Excerpt section start

In Understanding and Overcoming Fear, sociologist Margee Kerr, PhD, explains the physiological and contextual aspects of fear, revealing the complexities of this powerful emotion and explaining why you can never experience the exact same fear twice. In 24 exciting episodes, Professor Kerr takes you on a journey similar to the one she has taken in her own work—from considering fear as a toxic, destructive force that needs to be defeated to an emotion with tremendous upsides in the right circumstances.
Understanding and Overcoming Fear
Margee Kerr is a sociologist and author. She earned her PhD from the University of Pittsburgh, where she teaches and conducts research on fear. Specifically, she examines how and why people engage in scary experiences like haunted attractions, horror movies, and paranormal investigations. Findings from her research offer insight into how people manage stress and what positive gains can result from challenging fears.

Excerpt section end

# Your objective
Please pick up the course description about understanding fear and continue it past its last sentence.

Data excerpts section start

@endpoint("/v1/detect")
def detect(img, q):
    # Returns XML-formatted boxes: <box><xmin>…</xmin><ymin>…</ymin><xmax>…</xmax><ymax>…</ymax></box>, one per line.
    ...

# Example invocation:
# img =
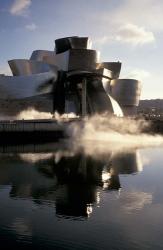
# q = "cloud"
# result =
<box><xmin>106</xmin><ymin>0</ymin><xmax>163</xmax><ymax>31</ymax></box>
<box><xmin>25</xmin><ymin>23</ymin><xmax>37</xmax><ymax>31</ymax></box>
<box><xmin>94</xmin><ymin>23</ymin><xmax>155</xmax><ymax>46</ymax></box>
<box><xmin>122</xmin><ymin>68</ymin><xmax>151</xmax><ymax>81</ymax></box>
<box><xmin>0</xmin><ymin>64</ymin><xmax>12</xmax><ymax>75</ymax></box>
<box><xmin>115</xmin><ymin>23</ymin><xmax>155</xmax><ymax>46</ymax></box>
<box><xmin>9</xmin><ymin>0</ymin><xmax>32</xmax><ymax>16</ymax></box>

Data excerpts section end

# Response to the exercise
Margee is a regular presenter and public speaker at events such as TEDxFoggyBottom and conferences hosted by organizations such as the Society for Affective Science and The Franklin Institute, where she speaks on topics related to fear and dark tourism. She also serves as a consultant for attractions and museums, including the International Spy Museum and Eastern State Penitentiary Historic Site, where she advises on how to create engaging, informative, and entertaining content regarding the science of fear.
Margee is the author of SCREAM: Chilling Adventures in the Science of Fear and coauthor of OUCH! Why Pain Hurts, and Why It Doesn’t Have To (with Linda Rodriguez McRobbie). Her work has been featured in The New York Times, Parade, The Atlantic, NPR’s Science Friday, and The Guardian.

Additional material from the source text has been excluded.